§ Task set:
**1)** In the antivirus excerpt, which free program earned high marks from testers for stopping threats against Windows computers?
**2)** Quote the antivirus excerpt word for word, starting with "Glen Rockford, the" and going on through "also performed well.".

═══ Source extract

Both companies told CR that they extend protections provided under Europe’s relatively robust GDPR privacy law to users worldwide, but those protections are not fully outlined in their U.S. privacy policies, according to CR’s review.
Glen Rockford, the privacy program manager for CR’s Digital Lab, says companies need to make such policies explicitly clear (in writing and in legally binding documents) so that consumers know at all times which policies apply.
“While we are happy that the companies were responsive to our concerns and take data privacy seriously,” he says, “we believe it is essential that consumers know precisely where they stand and have clear recourse.”
For a full breakdown of the test results, see our updated antivirus software ratings. And here are some recommendations and tips based on what we learned.
Finding the Right AV Package
You don’t have to pay for solid AV protection. Avast Free Antivirus got high marks from our testers for its ability to stop threats against Windows computers. AVG Antivirus Free and Kaspersky Security Cloud Free also performed well.

══════
═══ Supplied information

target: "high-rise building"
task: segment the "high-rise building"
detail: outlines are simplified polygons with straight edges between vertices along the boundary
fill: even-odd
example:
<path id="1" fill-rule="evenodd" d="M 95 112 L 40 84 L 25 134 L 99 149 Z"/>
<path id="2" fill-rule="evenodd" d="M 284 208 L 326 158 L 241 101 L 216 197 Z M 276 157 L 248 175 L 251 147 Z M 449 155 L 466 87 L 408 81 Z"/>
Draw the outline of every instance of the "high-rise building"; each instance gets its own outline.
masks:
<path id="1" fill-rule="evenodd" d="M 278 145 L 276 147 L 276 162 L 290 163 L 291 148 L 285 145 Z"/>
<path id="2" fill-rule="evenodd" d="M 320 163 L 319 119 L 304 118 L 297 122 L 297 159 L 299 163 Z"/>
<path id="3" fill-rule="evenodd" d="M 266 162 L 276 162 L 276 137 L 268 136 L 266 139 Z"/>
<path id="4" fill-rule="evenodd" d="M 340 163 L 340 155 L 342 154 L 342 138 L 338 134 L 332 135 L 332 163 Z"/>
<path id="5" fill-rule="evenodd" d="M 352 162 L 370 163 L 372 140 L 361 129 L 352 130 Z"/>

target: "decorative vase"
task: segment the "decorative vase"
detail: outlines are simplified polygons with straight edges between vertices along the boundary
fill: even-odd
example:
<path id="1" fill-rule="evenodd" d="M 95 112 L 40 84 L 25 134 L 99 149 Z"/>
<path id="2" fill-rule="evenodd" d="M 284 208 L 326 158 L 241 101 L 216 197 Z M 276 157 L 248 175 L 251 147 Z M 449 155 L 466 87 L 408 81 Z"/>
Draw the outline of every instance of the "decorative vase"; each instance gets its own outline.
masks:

══════

§ Responses:
**1)** Avast Free Antivirus

**2)**
Glen Rockford, the privacy program manager for CR’s Digital Lab, says companies need to make such policies explicitly clear (in writing and in legally binding documents) so that consumers know at all times which policies apply.
“While we are happy that the companies were responsive to our concerns and take data privacy seriously,” he says, “we believe it is essential that consumers know precisely where they stand and have clear recourse.”
For a full breakdown of the test results, see our updated antivirus software ratings. And here are some recommendations and tips based on what we learned.
Finding the Right AV Package
You don’t have to pay for solid AV protection. Avast Free Antivirus got high marks from our testers for its ability to stop threats against Windows computers. AVG Antivirus Free and Kaspersky Security Cloud Free also performed well.